TEXTE SOURCE>
◇ ◇ ◇
Au début du XVIIIième siècle, Comines occupe les deux rives de la Lys. Le quartier du Fort, circonscrit par le fleuve et son bras canalisé au douzième siècle, la Morte-Lys, est le territoire des drapiers et des foulons. Avec les traités d’Utrecht (conclus les 11 avril et 13 juillet 1713) a lieu la fixation de la frontière partageant la ville entre deux états : le bourg historique demeure français, le quartier du Fort et les terres de la rive gauche de la Lys sont dévolus aux Pays-Bas autrichiens.

Les quartiers du Fort et du centre de Comines en 1786.

Les quartiers du Fort et du centre de Comines en 1786.
◇ ◇ ◇
CONSIGNE A>
Indiquez si chacune des affirmations suivantes concorde avec le texte sur Comines, en répondant par oui ou par non et en citant à l'identique les mots du texte qui tranchent : (i) le quartier du Fort est le territoire des drapiers et des foulons ; (ii) après les traités d'Utrecht, le bourg historique passe aux Pays-Bas autrichiens ; (iii) la Morte-Lys a été canalisée au quinzième siècle.

(Données de segmentation)
◇ ◇ ◇
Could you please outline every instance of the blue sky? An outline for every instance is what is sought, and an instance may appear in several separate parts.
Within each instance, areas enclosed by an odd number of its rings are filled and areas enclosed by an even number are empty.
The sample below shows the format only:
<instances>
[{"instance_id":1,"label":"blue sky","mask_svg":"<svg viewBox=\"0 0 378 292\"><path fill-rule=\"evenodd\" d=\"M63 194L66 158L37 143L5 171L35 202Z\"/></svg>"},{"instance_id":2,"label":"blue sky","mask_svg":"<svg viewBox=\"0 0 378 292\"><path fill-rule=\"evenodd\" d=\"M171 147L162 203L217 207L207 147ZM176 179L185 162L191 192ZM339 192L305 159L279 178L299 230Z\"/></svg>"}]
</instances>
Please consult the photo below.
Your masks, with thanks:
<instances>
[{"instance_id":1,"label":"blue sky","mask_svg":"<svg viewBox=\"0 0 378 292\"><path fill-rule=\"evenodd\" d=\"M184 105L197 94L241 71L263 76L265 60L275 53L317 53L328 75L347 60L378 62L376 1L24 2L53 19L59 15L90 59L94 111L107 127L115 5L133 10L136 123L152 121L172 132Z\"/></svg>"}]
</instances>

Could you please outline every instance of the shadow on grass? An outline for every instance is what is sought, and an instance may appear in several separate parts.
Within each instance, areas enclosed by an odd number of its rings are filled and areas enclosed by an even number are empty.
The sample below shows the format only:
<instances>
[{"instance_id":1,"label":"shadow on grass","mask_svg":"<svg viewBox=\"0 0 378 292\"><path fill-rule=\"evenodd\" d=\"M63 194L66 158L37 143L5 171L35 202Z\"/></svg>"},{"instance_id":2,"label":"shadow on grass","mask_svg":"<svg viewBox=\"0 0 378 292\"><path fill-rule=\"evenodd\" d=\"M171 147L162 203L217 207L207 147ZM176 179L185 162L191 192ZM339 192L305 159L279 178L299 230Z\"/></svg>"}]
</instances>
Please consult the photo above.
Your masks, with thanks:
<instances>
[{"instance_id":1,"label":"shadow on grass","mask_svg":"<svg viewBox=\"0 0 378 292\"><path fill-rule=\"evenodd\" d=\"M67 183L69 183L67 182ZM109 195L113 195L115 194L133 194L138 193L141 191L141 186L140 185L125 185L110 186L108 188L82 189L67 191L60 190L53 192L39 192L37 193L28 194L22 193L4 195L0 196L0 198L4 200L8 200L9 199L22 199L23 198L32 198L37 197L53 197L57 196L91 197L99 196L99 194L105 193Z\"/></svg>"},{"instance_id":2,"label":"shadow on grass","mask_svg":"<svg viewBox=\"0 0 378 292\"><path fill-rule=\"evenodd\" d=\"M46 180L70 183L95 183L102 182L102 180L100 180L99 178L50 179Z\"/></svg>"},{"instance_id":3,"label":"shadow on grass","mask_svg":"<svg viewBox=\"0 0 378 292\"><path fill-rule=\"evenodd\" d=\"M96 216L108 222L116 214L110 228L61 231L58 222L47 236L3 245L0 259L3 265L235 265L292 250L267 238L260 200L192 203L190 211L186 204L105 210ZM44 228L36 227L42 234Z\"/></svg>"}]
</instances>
◇ ◇ ◇
CONSIGNE B>
Reproduisez telles quelles les lignes du listing, depuis son début jusqu'à la ligne qui contient « Please consult the photo below. », celle-ci comprise.

RÉSULTAT A>
(i) Oui : « est le territoire des drapiers et des foulons ».
(ii) Non : « le bourg historique demeure français ».
(iii) Non : « son bras canalisé au douzième siècle, la Morte-Lys ».

RÉSULTAT B>
Could you please outline every instance of the blue sky? An outline for every instance is what is sought, and an instance may appear in several separate parts.
Within each instance, areas enclosed by an odd number of its rings are filled and areas enclosed by an even number are empty.
The sample below shows the format only:
<instances>
[{"instance_id":1,"label":"blue sky","mask_svg":"<svg viewBox=\"0 0 378 292\"><path fill-rule=\"evenodd\" d=\"M63 194L66 158L37 143L5 171L35 202Z\"/></svg>"},{"instance_id":2,"label":"blue sky","mask_svg":"<svg viewBox=\"0 0 378 292\"><path fill-rule=\"evenodd\" d=\"M171 147L162 203L217 207L207 147ZM176 179L185 162L191 192ZM339 192L305 159L279 178L299 230Z\"/></svg>"}]
</instances>
Please consult the photo below.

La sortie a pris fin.